EXERCISE
When you transcribe the entries, reproduce every character and exclude the images.

MATERIALS PROVIDED
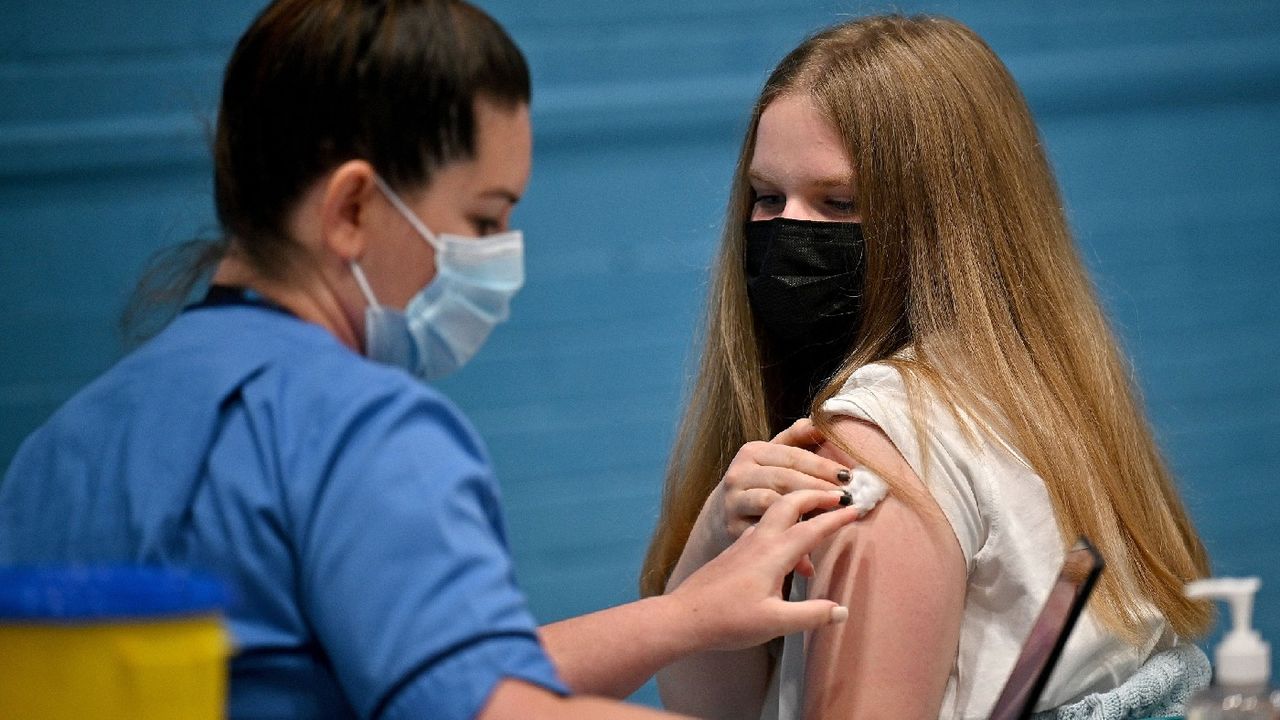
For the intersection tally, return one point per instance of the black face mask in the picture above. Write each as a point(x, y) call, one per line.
point(804, 281)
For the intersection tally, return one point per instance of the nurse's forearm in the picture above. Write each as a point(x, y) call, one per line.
point(612, 652)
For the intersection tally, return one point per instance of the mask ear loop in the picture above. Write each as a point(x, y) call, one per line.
point(364, 285)
point(408, 214)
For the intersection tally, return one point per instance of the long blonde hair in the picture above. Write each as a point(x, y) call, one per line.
point(972, 265)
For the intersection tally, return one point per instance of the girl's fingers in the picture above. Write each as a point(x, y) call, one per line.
point(753, 502)
point(789, 509)
point(801, 433)
point(801, 461)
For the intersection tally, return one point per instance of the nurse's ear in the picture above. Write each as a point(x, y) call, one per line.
point(348, 209)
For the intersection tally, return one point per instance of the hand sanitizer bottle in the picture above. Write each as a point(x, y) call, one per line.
point(1242, 661)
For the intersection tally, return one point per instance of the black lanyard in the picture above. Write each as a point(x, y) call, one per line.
point(225, 295)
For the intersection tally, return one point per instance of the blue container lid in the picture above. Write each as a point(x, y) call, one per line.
point(74, 593)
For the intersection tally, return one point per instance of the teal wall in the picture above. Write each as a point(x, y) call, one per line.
point(1161, 119)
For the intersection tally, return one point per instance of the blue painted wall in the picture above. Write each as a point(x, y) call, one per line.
point(1161, 119)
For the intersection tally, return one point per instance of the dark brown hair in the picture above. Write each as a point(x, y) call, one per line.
point(314, 83)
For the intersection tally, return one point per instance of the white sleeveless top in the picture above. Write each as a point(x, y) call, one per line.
point(1005, 525)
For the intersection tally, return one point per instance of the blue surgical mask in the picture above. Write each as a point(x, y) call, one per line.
point(447, 322)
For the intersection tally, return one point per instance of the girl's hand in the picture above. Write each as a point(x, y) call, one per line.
point(762, 473)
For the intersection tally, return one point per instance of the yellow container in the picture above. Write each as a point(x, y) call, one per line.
point(135, 656)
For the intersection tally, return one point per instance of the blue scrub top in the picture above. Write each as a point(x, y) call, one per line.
point(351, 509)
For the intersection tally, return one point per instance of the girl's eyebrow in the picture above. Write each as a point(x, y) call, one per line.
point(830, 181)
point(848, 181)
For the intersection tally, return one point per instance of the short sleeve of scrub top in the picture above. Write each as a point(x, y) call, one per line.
point(351, 507)
point(406, 575)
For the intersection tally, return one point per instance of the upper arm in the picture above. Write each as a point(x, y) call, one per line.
point(405, 573)
point(903, 575)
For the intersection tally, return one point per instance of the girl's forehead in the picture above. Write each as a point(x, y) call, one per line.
point(795, 141)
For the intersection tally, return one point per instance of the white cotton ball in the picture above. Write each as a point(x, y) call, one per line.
point(865, 488)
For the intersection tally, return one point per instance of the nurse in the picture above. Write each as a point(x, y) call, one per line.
point(278, 432)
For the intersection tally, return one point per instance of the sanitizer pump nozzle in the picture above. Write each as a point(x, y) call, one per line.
point(1243, 657)
point(1242, 661)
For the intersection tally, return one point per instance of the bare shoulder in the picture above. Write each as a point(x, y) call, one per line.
point(903, 577)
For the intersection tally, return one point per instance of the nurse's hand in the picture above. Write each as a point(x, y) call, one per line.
point(759, 474)
point(735, 601)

TASK RESULT
For the intersection tally, return one point per instance of the black face mask in the picture above. Write each as a point(x, y) call, one per line.
point(804, 281)
For the intersection tally, return one point per instance of the nurse's forearm in the picture above. Write each as a point(x, y) call, one per line.
point(612, 652)
For the intersection tally, return one point per instance of the mask ear loop in the picture above. Write each as a point(x, y) call, one per line.
point(364, 285)
point(408, 214)
For the intersection tally, return one point per instance of the long blonde hair in the picture above. Write each as a point(x, y) call, one per line.
point(972, 265)
For the intersection tally, return one point per instance of the girl's fingers in the picture above. Write each as a point(x, y) call, one per line.
point(753, 502)
point(789, 509)
point(801, 433)
point(801, 461)
For the intersection tally, return one point per instance of the nurse's ear in the picture above. Write each as a point(x, y) call, one per line.
point(348, 209)
For the intersection tally, return one point per instance of the hand sanitizer bottle in the picture above. Write each as a point(x, y) call, one per line.
point(1242, 661)
For the intersection tally, return one point per instance of the black lanyard in the picture above. Write each as a point(x, y) call, one per line.
point(225, 295)
For the intersection tally, return one point per instance of the blue container lid in the picture above. Write each as a point(x, y) call, one per line.
point(74, 593)
For the intersection tally, return one point per instance of the teal wall in the picture above. Write each as a point(x, y) call, one per line.
point(1161, 119)
For the intersection tally, return one point per instance of the blue painted wall in the picture above. Write each as a point(x, y) call, one per line.
point(1161, 119)
For the intersection tally, return one point per instance of the dark brown hair in the picture above. Write each as a point(x, y) call, one per line.
point(314, 83)
For the intersection tally, return one point per instance of the white sleeveless top in the picture above. Write each as a point(x, y) call, one per line.
point(1005, 525)
For the intersection tally, return one point per instance of the blue surgical mask in the picture above. Write each as a point(x, y) call, one per line.
point(447, 322)
For the intersection tally, return one point per instance of the girl's hand in the picture above. Write each as a point(x, y) call, one per line.
point(762, 473)
For the intersection tally, return one point per instance of the yellow container in the picture above. Write each as a point(x, y) call, one per line.
point(135, 656)
For the intersection tally, return one point per instance of the blue scrub top in the picture above. Write each as a point(x, y) call, one per line.
point(351, 509)
For the intersection tally, return one point per instance of the girl's eyebrow in the picture above. Write each as a point(x, y) call, one per line.
point(830, 181)
point(848, 181)
For the intersection tally, return one point per instance of the short sleeve of scrub top in the picture above. Write each as a point(x, y) call, one per line.
point(351, 507)
point(406, 575)
For the intersection tally, return one point per instance of the upper arm in the picture above. Write each as a point(x, y) call, one per line.
point(405, 573)
point(903, 575)
For the intersection tally, return one point per instance of the girl's forehead in the picture above. Write each as a point(x, y) call, one per line.
point(795, 141)
For the intersection tally, return one point per instance of the white cotton ball in the picture above. Write each as a point(x, y) call, one per line.
point(865, 488)
For the intersection tally, return one point per instance of the nurse in the picture above. Write each as a point(x, y) call, one per line.
point(278, 432)
For the intersection tally, return one point per instance of the sanitizer pump nozzle in the picture above. Write each as a point(x, y) call, one per line.
point(1243, 657)
point(1242, 661)
For the intersection tally, return one point per instance of the bare shoulder in the picture above. Write each as a point(x, y) call, one per line.
point(903, 577)
For the intersection tally, return one point per instance of the nurse's hand in the picture above. Write each as a point(x, y) call, one per line.
point(759, 474)
point(735, 601)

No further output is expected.